What needs to be done: Edit the records from the line containing "[pin] white text on sign -- one per line" through the end of the records, replacing "fallen leaf" with "dropped leaf" and leaving everything else unchanged. Give only those lines.

Stored data entries
+++
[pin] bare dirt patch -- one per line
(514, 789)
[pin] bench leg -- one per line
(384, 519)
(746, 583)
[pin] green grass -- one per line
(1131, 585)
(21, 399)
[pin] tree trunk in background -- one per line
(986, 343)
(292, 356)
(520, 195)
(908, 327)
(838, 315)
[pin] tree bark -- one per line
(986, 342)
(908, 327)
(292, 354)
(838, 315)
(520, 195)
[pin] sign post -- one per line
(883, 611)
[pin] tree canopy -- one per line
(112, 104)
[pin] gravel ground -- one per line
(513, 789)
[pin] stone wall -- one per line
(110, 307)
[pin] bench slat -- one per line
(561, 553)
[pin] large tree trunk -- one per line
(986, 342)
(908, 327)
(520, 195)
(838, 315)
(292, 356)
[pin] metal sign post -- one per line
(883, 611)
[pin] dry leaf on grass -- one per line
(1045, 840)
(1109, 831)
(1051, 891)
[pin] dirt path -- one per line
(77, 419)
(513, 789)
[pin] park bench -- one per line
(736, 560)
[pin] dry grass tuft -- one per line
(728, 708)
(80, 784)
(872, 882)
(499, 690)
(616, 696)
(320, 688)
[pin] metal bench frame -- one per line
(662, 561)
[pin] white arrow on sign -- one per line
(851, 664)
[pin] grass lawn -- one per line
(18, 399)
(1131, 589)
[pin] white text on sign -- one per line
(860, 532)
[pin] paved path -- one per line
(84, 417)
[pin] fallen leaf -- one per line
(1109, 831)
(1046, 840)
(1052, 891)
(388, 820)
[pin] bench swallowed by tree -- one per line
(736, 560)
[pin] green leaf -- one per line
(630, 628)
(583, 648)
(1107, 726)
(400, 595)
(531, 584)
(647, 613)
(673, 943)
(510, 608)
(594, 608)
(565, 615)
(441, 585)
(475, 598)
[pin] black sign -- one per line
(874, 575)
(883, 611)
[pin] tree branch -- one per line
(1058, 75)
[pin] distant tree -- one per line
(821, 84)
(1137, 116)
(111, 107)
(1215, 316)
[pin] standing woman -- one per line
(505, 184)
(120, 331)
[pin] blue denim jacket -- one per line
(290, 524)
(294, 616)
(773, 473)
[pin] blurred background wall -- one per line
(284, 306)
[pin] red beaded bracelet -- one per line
+++
Exercise response:
[pin] white text on sign -- one per line
(860, 532)
[pin] paved path -- one per line
(84, 417)
[pin] dropped leaf -- one per line
(1109, 831)
(1046, 840)
(1052, 891)
(388, 820)
[pin] bench swallowed by tree -- one per line
(736, 560)
[pin] green leaf -- one per line
(630, 628)
(583, 648)
(1107, 726)
(400, 595)
(531, 584)
(647, 613)
(673, 943)
(510, 608)
(594, 608)
(565, 615)
(441, 585)
(475, 598)
[pin] black sign -- one per line
(874, 575)
(883, 611)
[pin] tree branch -- one per line
(1058, 75)
[pin] distant tree -- one per line
(821, 84)
(1137, 116)
(111, 107)
(1215, 316)
[pin] standing woman -- one per line
(505, 184)
(120, 331)
[pin] blue denim jacket -- one per line
(290, 524)
(294, 616)
(773, 473)
[pin] blurred background wall -- one per line
(284, 306)
[pin] red beaded bracelet -- one per line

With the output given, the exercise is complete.